### Trecho fornecido
------

A passagem por essas localidades do Timor ajudou a construir no escritor, uma memória imagética do país, que anos depois viria a ser revelada em seus romances. Como se tivesse vendo tudo passar na frente de seus olhos, Takas descreve o ambiente onde o pão fresco, pincelado de manteiga foi lhe oferecido em forma de pagamento pelo seu primeiro trabalho como escritor, contando apenas sete anos de idade.

“Pão era item de luxo”,  diz    

Desfrutando da paisagem da ilha de Ataúro no Timor-Leste e dos ensinamentos catequistas de católicos portugueses, Takas aprendeu a ler e a escrever. “Foi ali que dei conta de mim”, disse o escritor. Segundo ele, na ilha tinha um senhor português, proprietário de uma padaria e que fazia um bom pão. O filho do padeiro estudava nesta escola. “Nós quase não comíamos pão. Nossa alimentação era à base de batata e de raízes. O pão era um item de luxo”. Estimulado pela baixa oferta do alimento e pela grande vontade de comer, ele encontrou um meio de garantir o pão de cada dia: fazer as redações para o filho padeiro. Takas sempre fazia duas versões, uma para ele e outra para o filho do senhor padeiro, que pagava com um pão amanteigado. “Era muito um trabalho, porque dava muito trabalho imaginar duas versões para o mito do crocodilo”.

O escritor refaz na fala a imagem do filho do padeiro chegando atrasado, como de costume, incensando a sala de aula com o cheiro do pão.  “Era uma alegria enorme sentir o cheiro do pão, que eu ganhei com o meu trabalho”. E foi com esta experiência de escrever redações em dose dupla, que Takas desenvolveu o gosto pela leitura e pela escrita.

Depois do vínculo ‘empregatício’ com o filho do padeiro, a parada seguinte no universo literário foi em sua adolescência, quando passou a escrever castas de amor às namoradas. Não só às suas, mas às dos amigos também.   “Alguns colegas pediam para que eu escrevesse cartas de amor. Fiz como o personagem de Garcia Marquez, no livro Amor em Tempos de Cólera”. Em sua infância e em parte de sua juventude, Takas disse ter conhecido apenas um único livro: a Bíblia. “No Timor nunca tive a possibilidade de ler, não tínhamos biblioteca. Quando queria ler alguma coisa tinha que recorrer à Bíblia, que hoje tem uma relação de leitura e de amor”. Segundo o escritor, as histórias sobre Moisés e Salomão, “com todos aqueles dramas”, contribuíram para o desenvolvimento de sua criatividade literária.

------

### Instruções das tarefas
**A.** Liste todos os alimentos mencionados no trecho sobre Takas.
**B.** Responda com base no trecho sobre Takas:
(i) Quantos anos Takas tinha quando recebeu pagamento pelo primeiro trabalho como escritor?
(ii) Em que ilha ele aprendeu a ler e a escrever?
(iii) Qual foi o único livro que ele disse ter conhecido na infância?
**C.** Por favor, prolongue o trecho sobre Takas a partir da última frase apresentada.

------

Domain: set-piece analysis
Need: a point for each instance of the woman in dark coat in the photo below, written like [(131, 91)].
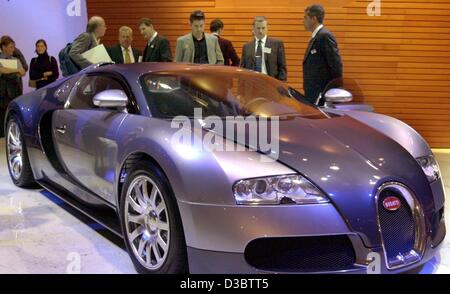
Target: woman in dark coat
[(44, 68)]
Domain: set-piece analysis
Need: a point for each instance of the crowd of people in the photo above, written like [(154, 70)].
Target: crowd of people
[(321, 63)]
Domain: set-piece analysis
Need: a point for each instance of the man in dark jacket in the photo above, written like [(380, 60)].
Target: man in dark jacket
[(264, 54), (322, 61), (95, 30), (229, 53), (158, 47), (123, 52)]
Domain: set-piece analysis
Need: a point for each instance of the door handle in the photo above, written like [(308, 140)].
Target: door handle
[(61, 130)]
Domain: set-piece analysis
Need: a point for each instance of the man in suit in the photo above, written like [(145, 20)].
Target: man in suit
[(96, 29), (123, 52), (322, 62), (226, 46), (264, 54), (158, 47), (198, 47)]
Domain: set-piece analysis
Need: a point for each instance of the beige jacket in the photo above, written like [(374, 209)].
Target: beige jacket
[(186, 49)]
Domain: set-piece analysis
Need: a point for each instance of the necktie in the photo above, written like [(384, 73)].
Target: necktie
[(127, 55), (258, 57)]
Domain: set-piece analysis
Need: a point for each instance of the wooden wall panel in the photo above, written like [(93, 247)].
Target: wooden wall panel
[(398, 62)]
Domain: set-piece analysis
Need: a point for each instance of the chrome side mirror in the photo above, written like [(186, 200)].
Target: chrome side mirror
[(111, 98), (336, 95)]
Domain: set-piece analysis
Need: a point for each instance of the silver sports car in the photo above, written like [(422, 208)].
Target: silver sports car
[(281, 186)]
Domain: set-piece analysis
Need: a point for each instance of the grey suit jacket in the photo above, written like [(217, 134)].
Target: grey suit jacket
[(82, 43), (186, 49)]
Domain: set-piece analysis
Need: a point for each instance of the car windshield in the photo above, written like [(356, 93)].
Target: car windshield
[(223, 93)]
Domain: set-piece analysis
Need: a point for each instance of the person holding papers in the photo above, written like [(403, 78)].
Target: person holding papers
[(11, 71), (43, 68), (96, 29)]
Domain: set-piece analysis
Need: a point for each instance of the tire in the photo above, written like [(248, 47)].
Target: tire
[(17, 156), (145, 229)]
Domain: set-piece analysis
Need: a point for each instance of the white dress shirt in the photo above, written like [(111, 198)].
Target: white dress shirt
[(317, 30), (130, 51), (263, 45)]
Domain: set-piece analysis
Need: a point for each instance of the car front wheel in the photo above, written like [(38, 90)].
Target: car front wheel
[(16, 155)]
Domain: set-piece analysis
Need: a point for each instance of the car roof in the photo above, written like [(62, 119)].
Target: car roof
[(135, 70)]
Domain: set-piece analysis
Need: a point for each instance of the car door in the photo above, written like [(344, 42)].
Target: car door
[(85, 136)]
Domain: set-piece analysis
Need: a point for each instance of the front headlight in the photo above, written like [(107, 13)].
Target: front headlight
[(287, 189), (429, 167)]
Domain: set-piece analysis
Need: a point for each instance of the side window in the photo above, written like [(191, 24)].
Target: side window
[(82, 95)]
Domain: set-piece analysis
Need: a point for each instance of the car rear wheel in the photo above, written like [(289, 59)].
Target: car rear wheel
[(150, 221), (17, 157)]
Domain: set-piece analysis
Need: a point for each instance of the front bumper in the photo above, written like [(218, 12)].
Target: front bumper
[(217, 236)]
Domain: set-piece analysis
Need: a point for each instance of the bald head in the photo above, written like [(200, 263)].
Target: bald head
[(96, 25), (125, 36)]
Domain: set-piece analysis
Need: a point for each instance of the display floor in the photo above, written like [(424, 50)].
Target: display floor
[(41, 234)]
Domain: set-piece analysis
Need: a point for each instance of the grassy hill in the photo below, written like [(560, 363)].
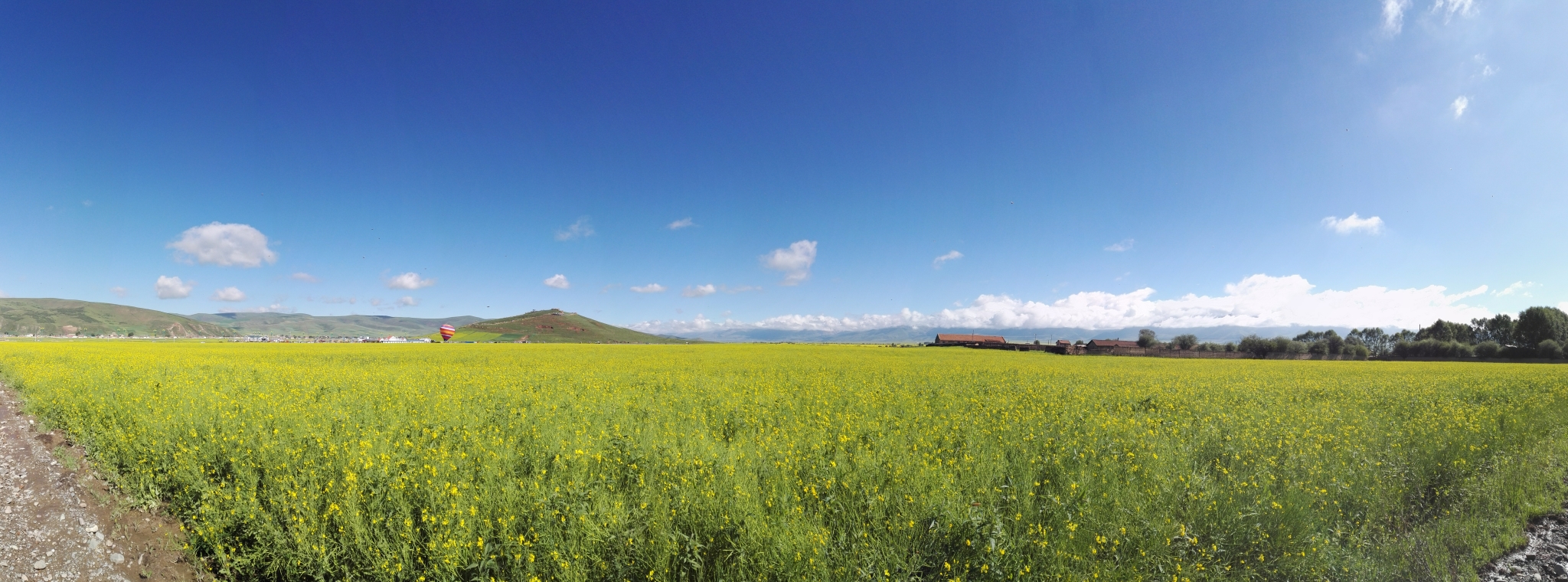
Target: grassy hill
[(70, 317), (554, 327), (330, 325)]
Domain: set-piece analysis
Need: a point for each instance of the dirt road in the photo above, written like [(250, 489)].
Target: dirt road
[(58, 522)]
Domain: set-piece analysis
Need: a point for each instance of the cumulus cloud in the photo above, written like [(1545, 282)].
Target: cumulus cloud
[(698, 291), (227, 294), (1394, 16), (172, 287), (1517, 287), (1258, 300), (223, 245), (1354, 223), (577, 230), (410, 281), (794, 261), (1125, 245), (1459, 106)]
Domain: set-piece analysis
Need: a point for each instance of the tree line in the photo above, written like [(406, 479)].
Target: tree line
[(1534, 333)]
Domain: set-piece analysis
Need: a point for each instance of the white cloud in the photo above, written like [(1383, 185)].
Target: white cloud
[(1258, 300), (223, 245), (698, 291), (946, 257), (1354, 223), (1460, 104), (410, 281), (1394, 16), (1454, 7), (227, 294), (1517, 287), (580, 228), (172, 287), (794, 261)]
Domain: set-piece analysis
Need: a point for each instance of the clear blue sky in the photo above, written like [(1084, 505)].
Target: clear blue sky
[(1129, 152)]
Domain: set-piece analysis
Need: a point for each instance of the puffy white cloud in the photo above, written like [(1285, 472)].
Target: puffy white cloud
[(794, 261), (224, 245), (1258, 300), (1354, 223), (1517, 287), (577, 230), (1394, 16), (227, 294), (410, 281), (698, 291), (172, 287), (1460, 104)]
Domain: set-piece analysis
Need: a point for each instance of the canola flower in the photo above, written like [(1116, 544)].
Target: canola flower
[(805, 463)]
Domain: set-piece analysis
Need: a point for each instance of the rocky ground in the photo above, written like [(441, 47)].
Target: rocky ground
[(1545, 559), (58, 522)]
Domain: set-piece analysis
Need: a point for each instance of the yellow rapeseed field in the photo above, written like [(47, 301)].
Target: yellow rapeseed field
[(808, 463)]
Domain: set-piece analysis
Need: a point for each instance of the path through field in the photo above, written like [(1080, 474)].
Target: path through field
[(60, 523)]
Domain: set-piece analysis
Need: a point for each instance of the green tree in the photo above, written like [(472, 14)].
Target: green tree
[(1539, 325)]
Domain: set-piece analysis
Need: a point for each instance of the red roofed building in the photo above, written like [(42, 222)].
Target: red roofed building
[(969, 339)]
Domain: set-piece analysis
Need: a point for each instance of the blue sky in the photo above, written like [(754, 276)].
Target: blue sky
[(1080, 164)]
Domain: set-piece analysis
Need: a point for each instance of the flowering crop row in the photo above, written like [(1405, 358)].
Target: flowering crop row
[(802, 463)]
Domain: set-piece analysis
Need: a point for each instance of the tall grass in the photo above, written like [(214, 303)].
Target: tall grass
[(806, 463)]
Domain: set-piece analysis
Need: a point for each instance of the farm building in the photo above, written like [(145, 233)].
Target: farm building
[(962, 339)]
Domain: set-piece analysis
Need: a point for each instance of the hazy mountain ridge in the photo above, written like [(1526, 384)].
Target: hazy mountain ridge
[(71, 317), (330, 325)]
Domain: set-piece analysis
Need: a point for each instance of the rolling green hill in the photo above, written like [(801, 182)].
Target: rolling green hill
[(554, 327), (70, 317), (330, 325)]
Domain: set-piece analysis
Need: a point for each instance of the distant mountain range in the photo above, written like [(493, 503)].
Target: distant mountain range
[(71, 317), (330, 325), (552, 327), (1023, 336)]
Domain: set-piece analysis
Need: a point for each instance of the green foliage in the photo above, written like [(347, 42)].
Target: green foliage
[(1539, 325), (1488, 348), (819, 463)]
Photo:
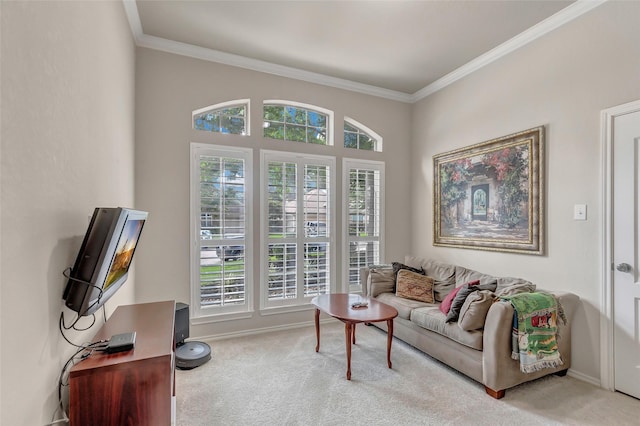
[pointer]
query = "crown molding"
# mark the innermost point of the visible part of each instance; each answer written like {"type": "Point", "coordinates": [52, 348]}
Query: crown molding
{"type": "Point", "coordinates": [212, 55]}
{"type": "Point", "coordinates": [556, 20]}
{"type": "Point", "coordinates": [560, 18]}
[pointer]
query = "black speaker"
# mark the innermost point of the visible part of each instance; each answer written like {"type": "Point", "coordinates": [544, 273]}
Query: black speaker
{"type": "Point", "coordinates": [182, 322]}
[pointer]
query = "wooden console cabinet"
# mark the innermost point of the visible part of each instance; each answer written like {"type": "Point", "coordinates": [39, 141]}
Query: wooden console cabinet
{"type": "Point", "coordinates": [136, 387]}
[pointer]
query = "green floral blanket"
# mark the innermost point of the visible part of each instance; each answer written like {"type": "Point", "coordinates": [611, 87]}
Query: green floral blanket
{"type": "Point", "coordinates": [534, 338]}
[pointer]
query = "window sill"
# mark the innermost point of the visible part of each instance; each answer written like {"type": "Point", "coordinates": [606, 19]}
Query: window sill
{"type": "Point", "coordinates": [221, 317]}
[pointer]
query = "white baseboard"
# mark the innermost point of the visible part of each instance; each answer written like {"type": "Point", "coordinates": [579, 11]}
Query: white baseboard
{"type": "Point", "coordinates": [580, 376]}
{"type": "Point", "coordinates": [255, 331]}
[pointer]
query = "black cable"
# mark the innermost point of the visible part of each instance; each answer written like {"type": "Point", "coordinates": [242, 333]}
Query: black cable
{"type": "Point", "coordinates": [100, 345]}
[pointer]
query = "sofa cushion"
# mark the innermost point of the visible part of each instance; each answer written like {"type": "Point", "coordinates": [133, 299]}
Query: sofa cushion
{"type": "Point", "coordinates": [404, 306]}
{"type": "Point", "coordinates": [443, 274]}
{"type": "Point", "coordinates": [514, 286]}
{"type": "Point", "coordinates": [445, 306]}
{"type": "Point", "coordinates": [465, 291]}
{"type": "Point", "coordinates": [397, 266]}
{"type": "Point", "coordinates": [414, 286]}
{"type": "Point", "coordinates": [474, 310]}
{"type": "Point", "coordinates": [432, 319]}
{"type": "Point", "coordinates": [380, 280]}
{"type": "Point", "coordinates": [464, 275]}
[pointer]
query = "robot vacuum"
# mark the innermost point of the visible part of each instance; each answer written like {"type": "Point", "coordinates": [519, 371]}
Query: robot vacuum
{"type": "Point", "coordinates": [192, 354]}
{"type": "Point", "coordinates": [188, 354]}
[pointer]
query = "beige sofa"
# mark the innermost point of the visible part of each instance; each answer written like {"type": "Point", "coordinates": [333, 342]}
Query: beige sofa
{"type": "Point", "coordinates": [483, 354]}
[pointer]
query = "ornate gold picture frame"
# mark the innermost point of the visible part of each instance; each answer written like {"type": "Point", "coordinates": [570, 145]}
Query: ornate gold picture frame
{"type": "Point", "coordinates": [489, 196]}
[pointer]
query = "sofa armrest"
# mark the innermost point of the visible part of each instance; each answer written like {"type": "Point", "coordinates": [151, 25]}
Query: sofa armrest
{"type": "Point", "coordinates": [499, 370]}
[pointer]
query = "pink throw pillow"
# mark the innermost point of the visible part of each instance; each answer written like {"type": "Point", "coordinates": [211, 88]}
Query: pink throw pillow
{"type": "Point", "coordinates": [445, 305]}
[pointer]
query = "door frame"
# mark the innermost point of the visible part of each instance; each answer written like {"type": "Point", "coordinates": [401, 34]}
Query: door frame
{"type": "Point", "coordinates": [607, 364]}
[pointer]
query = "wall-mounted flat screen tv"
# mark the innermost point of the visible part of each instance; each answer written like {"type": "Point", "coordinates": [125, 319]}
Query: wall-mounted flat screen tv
{"type": "Point", "coordinates": [103, 261]}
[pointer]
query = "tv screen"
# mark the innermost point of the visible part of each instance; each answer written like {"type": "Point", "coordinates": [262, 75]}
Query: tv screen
{"type": "Point", "coordinates": [103, 261]}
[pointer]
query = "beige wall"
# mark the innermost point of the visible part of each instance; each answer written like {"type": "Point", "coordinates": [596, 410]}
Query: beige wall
{"type": "Point", "coordinates": [168, 89]}
{"type": "Point", "coordinates": [562, 81]}
{"type": "Point", "coordinates": [67, 147]}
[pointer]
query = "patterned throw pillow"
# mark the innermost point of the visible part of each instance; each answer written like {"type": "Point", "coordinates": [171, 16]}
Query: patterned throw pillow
{"type": "Point", "coordinates": [397, 266]}
{"type": "Point", "coordinates": [414, 286]}
{"type": "Point", "coordinates": [380, 281]}
{"type": "Point", "coordinates": [474, 310]}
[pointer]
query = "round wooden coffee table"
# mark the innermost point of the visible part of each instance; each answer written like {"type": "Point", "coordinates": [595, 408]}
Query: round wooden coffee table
{"type": "Point", "coordinates": [338, 305]}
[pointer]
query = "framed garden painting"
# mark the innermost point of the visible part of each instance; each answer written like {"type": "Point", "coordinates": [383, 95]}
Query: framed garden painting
{"type": "Point", "coordinates": [489, 196]}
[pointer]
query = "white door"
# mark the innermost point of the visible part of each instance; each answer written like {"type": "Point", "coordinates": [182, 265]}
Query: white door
{"type": "Point", "coordinates": [626, 252]}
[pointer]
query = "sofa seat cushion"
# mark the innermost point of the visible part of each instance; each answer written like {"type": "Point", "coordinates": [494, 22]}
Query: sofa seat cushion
{"type": "Point", "coordinates": [404, 306]}
{"type": "Point", "coordinates": [432, 319]}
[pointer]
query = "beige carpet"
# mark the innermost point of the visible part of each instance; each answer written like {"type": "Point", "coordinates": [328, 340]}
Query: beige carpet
{"type": "Point", "coordinates": [278, 379]}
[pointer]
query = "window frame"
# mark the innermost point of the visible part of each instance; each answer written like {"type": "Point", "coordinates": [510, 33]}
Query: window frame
{"type": "Point", "coordinates": [246, 103]}
{"type": "Point", "coordinates": [347, 165]}
{"type": "Point", "coordinates": [199, 313]}
{"type": "Point", "coordinates": [300, 302]}
{"type": "Point", "coordinates": [309, 107]}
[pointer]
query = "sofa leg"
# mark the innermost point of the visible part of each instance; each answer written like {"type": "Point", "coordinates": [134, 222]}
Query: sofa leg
{"type": "Point", "coordinates": [495, 394]}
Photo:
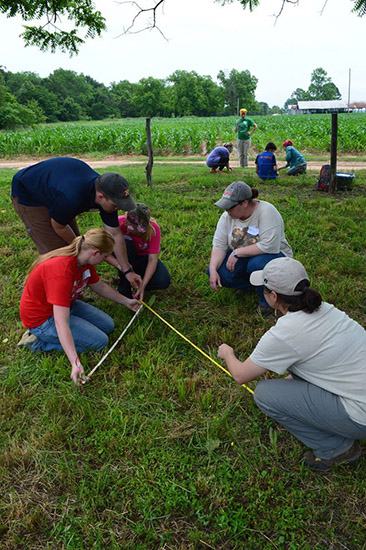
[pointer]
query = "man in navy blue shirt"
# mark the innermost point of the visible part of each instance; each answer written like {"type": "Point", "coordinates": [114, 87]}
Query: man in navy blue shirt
{"type": "Point", "coordinates": [266, 163]}
{"type": "Point", "coordinates": [47, 196]}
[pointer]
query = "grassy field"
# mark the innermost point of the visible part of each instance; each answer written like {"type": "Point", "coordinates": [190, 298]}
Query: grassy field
{"type": "Point", "coordinates": [162, 449]}
{"type": "Point", "coordinates": [182, 136]}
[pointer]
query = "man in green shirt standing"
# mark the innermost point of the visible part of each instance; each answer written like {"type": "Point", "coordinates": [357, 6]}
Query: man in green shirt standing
{"type": "Point", "coordinates": [244, 127]}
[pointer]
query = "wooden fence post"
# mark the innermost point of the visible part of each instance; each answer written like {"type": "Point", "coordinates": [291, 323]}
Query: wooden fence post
{"type": "Point", "coordinates": [333, 154]}
{"type": "Point", "coordinates": [150, 162]}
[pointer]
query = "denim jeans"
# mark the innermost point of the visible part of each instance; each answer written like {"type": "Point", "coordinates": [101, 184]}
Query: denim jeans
{"type": "Point", "coordinates": [244, 267]}
{"type": "Point", "coordinates": [313, 415]}
{"type": "Point", "coordinates": [159, 281]}
{"type": "Point", "coordinates": [89, 327]}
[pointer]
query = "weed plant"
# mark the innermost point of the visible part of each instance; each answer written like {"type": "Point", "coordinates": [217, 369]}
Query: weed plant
{"type": "Point", "coordinates": [162, 449]}
{"type": "Point", "coordinates": [182, 136]}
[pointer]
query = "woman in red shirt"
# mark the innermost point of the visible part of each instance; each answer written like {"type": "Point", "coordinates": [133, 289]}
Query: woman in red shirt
{"type": "Point", "coordinates": [49, 306]}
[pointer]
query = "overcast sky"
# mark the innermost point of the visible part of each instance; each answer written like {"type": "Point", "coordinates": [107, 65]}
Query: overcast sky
{"type": "Point", "coordinates": [205, 37]}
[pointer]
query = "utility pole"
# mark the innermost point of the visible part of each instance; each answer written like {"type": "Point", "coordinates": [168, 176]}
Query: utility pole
{"type": "Point", "coordinates": [349, 90]}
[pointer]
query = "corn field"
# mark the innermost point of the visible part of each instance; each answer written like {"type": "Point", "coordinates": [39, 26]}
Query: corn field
{"type": "Point", "coordinates": [182, 136]}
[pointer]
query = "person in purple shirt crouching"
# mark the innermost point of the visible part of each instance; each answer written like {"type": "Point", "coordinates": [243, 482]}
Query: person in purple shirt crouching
{"type": "Point", "coordinates": [219, 158]}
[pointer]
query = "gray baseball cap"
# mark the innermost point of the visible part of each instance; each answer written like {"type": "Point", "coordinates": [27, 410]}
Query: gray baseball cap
{"type": "Point", "coordinates": [115, 187]}
{"type": "Point", "coordinates": [235, 193]}
{"type": "Point", "coordinates": [281, 275]}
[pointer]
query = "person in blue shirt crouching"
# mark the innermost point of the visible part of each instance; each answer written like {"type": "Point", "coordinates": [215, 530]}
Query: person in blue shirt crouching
{"type": "Point", "coordinates": [294, 159]}
{"type": "Point", "coordinates": [219, 158]}
{"type": "Point", "coordinates": [266, 163]}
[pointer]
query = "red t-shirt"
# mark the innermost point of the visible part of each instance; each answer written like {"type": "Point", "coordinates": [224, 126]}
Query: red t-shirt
{"type": "Point", "coordinates": [55, 282]}
{"type": "Point", "coordinates": [143, 248]}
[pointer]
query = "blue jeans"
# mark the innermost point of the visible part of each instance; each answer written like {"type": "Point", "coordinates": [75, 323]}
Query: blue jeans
{"type": "Point", "coordinates": [313, 415]}
{"type": "Point", "coordinates": [88, 324]}
{"type": "Point", "coordinates": [244, 267]}
{"type": "Point", "coordinates": [159, 281]}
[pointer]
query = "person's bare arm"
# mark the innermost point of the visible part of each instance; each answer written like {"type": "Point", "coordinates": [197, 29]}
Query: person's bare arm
{"type": "Point", "coordinates": [102, 289]}
{"type": "Point", "coordinates": [62, 322]}
{"type": "Point", "coordinates": [121, 254]}
{"type": "Point", "coordinates": [241, 371]}
{"type": "Point", "coordinates": [217, 257]}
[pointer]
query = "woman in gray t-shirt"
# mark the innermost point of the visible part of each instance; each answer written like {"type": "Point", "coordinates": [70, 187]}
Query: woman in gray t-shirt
{"type": "Point", "coordinates": [322, 401]}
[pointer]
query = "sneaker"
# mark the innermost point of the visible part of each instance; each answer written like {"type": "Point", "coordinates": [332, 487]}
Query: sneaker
{"type": "Point", "coordinates": [27, 339]}
{"type": "Point", "coordinates": [325, 465]}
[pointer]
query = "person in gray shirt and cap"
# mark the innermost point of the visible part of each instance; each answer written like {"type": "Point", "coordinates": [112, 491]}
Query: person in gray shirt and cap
{"type": "Point", "coordinates": [322, 401]}
{"type": "Point", "coordinates": [248, 235]}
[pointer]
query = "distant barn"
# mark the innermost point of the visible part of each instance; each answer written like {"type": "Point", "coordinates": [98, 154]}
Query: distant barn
{"type": "Point", "coordinates": [326, 106]}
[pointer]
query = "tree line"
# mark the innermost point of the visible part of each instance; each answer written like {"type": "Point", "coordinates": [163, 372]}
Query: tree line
{"type": "Point", "coordinates": [26, 98]}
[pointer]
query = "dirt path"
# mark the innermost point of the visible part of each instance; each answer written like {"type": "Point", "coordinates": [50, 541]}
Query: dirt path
{"type": "Point", "coordinates": [347, 166]}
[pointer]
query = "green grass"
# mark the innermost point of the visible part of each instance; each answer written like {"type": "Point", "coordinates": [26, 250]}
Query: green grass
{"type": "Point", "coordinates": [162, 449]}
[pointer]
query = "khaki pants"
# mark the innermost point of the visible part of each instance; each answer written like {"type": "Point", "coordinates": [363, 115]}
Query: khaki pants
{"type": "Point", "coordinates": [243, 148]}
{"type": "Point", "coordinates": [37, 221]}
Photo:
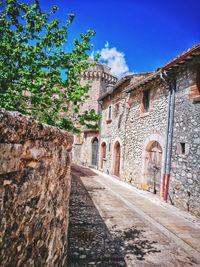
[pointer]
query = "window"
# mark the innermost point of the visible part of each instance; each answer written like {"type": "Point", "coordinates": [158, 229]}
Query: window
{"type": "Point", "coordinates": [145, 102]}
{"type": "Point", "coordinates": [109, 147]}
{"type": "Point", "coordinates": [195, 88]}
{"type": "Point", "coordinates": [116, 109]}
{"type": "Point", "coordinates": [109, 113]}
{"type": "Point", "coordinates": [182, 148]}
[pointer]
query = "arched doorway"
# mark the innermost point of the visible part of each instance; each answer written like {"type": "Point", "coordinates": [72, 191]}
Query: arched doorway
{"type": "Point", "coordinates": [154, 166]}
{"type": "Point", "coordinates": [95, 144]}
{"type": "Point", "coordinates": [103, 153]}
{"type": "Point", "coordinates": [116, 162]}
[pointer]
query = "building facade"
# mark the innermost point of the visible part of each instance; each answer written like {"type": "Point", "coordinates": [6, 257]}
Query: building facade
{"type": "Point", "coordinates": [150, 131]}
{"type": "Point", "coordinates": [86, 145]}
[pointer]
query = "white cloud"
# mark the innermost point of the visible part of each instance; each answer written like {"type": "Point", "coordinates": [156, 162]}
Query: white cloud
{"type": "Point", "coordinates": [115, 60]}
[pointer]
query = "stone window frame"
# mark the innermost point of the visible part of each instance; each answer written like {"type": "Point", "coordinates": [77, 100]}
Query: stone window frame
{"type": "Point", "coordinates": [144, 112]}
{"type": "Point", "coordinates": [116, 109]}
{"type": "Point", "coordinates": [103, 158]}
{"type": "Point", "coordinates": [179, 149]}
{"type": "Point", "coordinates": [194, 92]}
{"type": "Point", "coordinates": [109, 114]}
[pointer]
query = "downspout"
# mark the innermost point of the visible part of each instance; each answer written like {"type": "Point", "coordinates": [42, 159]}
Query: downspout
{"type": "Point", "coordinates": [171, 124]}
{"type": "Point", "coordinates": [163, 77]}
{"type": "Point", "coordinates": [100, 121]}
{"type": "Point", "coordinates": [127, 110]}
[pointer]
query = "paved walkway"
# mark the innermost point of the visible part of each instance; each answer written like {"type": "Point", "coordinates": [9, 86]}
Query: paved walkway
{"type": "Point", "coordinates": [147, 231]}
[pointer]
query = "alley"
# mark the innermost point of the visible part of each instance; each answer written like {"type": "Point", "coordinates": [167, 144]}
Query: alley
{"type": "Point", "coordinates": [113, 224]}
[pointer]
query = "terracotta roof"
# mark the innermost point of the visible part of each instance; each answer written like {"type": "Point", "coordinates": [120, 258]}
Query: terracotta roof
{"type": "Point", "coordinates": [173, 64]}
{"type": "Point", "coordinates": [120, 82]}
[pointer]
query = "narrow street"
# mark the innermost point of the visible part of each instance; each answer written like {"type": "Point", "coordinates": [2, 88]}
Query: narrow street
{"type": "Point", "coordinates": [114, 224]}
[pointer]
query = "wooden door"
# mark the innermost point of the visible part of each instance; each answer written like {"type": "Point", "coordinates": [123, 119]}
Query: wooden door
{"type": "Point", "coordinates": [154, 167]}
{"type": "Point", "coordinates": [117, 159]}
{"type": "Point", "coordinates": [94, 151]}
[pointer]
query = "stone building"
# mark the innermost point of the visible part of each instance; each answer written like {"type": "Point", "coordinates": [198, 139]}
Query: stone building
{"type": "Point", "coordinates": [86, 145]}
{"type": "Point", "coordinates": [150, 130]}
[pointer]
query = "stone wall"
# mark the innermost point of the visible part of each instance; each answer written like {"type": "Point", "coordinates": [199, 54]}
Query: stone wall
{"type": "Point", "coordinates": [185, 177]}
{"type": "Point", "coordinates": [34, 192]}
{"type": "Point", "coordinates": [136, 131]}
{"type": "Point", "coordinates": [99, 78]}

------

### Resultados
**A.** pão, manteiga, batata, raízes

**B.**
(i) Sete anos.
(ii) Na ilha de Ataúro, no Timor-Leste.
(iii) A Bíblia.

**C.**
A profissionalização do dom chegou a Luis Takas em Portugal, onde passou a residir. Ele foi ao país para concluir os estudos básicos e ingressar num curso superior. Cursou um ano de medicina, para atender o desejo do pai, mas abandonou o curso logo no primeiro ano. “Eu vi que agüentava mais as minhas dores do que as dores dos outros. Eu não suportava ver sangue”. Em seguida ingressou no curso agronomia e desta vez cursou até o final.

Em Portugal resolveu escrever seu primeiro livro, Crônica de uma Travessia, que foi bem recebido pela crítica.  “Não sei se o livro é ou não autobiográfico. O que eu queria mesmo era mostrar um pouco do Timor às pessoas”. Depois deste livro o autor foi incentivado a escrever outros. “Comecei então a escrever, escrever… De modo que, não existindo muitos escritores no Timor, quando tem eventos como este de Escritores da Língua Portuguesa, as pessoas sempre me convidam”.

Luis Takas esteve engajado nas ações de independência do Timor por muitos anos. Ele fez diversas visitas ao Brasil para pedir apoio do Governo e de militantes políticos na luta pela independência, tendo obtido êxito. “Toda esta gente que hoje está no governo, como o atual presidente, ajudou na independência do Timor. O país recebe ajuda do Brasil, que envia professores e militares do exército, por exemplo”.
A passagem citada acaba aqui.